# Uncooked/cooked filling in Stuffed Cabbage



## Barb L. (Aug 30, 2006)

Why when you make stuffed cabbage rolls we use raw grd.beef and cabbage casseroles all have cooked burger in them ??  Making one tonight!


----------



## Alix (Aug 30, 2006)

I only ever use cooked meat in my cabbage rolls Barb. I'm afraid I don't have a good answer for you.


----------



## urmaniac13 (Aug 30, 2006)

We do it both ways, when my partner Cris makes the roll, he uses raw mince, I use the cooked one, simply because I don't want to mess with raw meat... Both turns out good, I think if you use lean enough meat, it works fine with raw meat, probably better as the flavour blends in better this way (and of course, it requires a slower cooking). The only problem that if you use mince with too much fat and cook it this way the whole thing will be too greasy, it needs to be precooked and you need to drain the excess fat.


----------



## Barb L. (Aug 30, 2006)

Maybe I will saute the beef just a little to get some of the fat out, and keep some for flavor !!!  I can talk food all day !!!


----------



## Harborwitch (Aug 30, 2006)

# EXTRACTED MATERIAL
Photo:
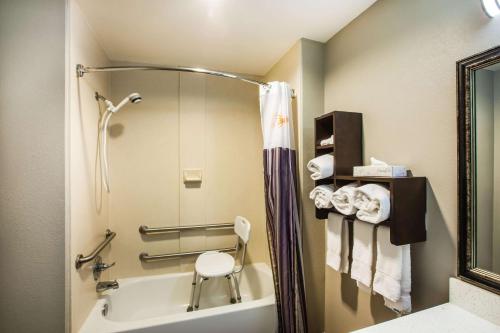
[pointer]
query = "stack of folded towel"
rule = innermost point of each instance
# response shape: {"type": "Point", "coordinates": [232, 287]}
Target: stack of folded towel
{"type": "Point", "coordinates": [322, 196]}
{"type": "Point", "coordinates": [321, 167]}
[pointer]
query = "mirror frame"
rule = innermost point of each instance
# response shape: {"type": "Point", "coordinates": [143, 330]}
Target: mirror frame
{"type": "Point", "coordinates": [466, 208]}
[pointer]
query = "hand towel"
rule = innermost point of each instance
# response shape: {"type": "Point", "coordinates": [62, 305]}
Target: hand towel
{"type": "Point", "coordinates": [337, 243]}
{"type": "Point", "coordinates": [373, 202]}
{"type": "Point", "coordinates": [374, 161]}
{"type": "Point", "coordinates": [343, 199]}
{"type": "Point", "coordinates": [326, 142]}
{"type": "Point", "coordinates": [393, 272]}
{"type": "Point", "coordinates": [322, 196]}
{"type": "Point", "coordinates": [362, 254]}
{"type": "Point", "coordinates": [321, 166]}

# TASK 1
Decide whether each statement below agrees with the cabbage roll thread. Answer yes or no for each, and quote the deciding words of the thread.
(a) Alix uses only cooked meat in cabbage rolls.
(b) Cris uses cooked mince when making the rolls.
(c) urmaniac13 says that mince with too much fat, cooked raw in the rolls, makes the whole dish too greasy.
# TASK 2
Reproduce the passage of the cabbage roll thread from "We do it both" to "the excess fat.".

# EXPECTED ANSWER 1
(a) Yes: "I only ever use cooked meat in my cabbage rolls Barb."
(b) No: "when my partner Cris makes the roll, he uses raw mince"
(c) Yes: "if you use mince with too much fat and cook it this way the whole thing will be too greasy"

# EXPECTED ANSWER 2
We do it both ways, when my partner Cris makes the roll, he uses raw mince, I use the cooked one, simply because I don't want to mess with raw meat... Both turns out good, I think if you use lean enough meat, it works fine with raw meat, probably better as the flavour blends in better this way (and of course, it requires a slower cooking). The only problem that if you use mince with too much fat and cook it this way the whole thing will be too greasy, it needs to be precooked and you need to drain the excess fat.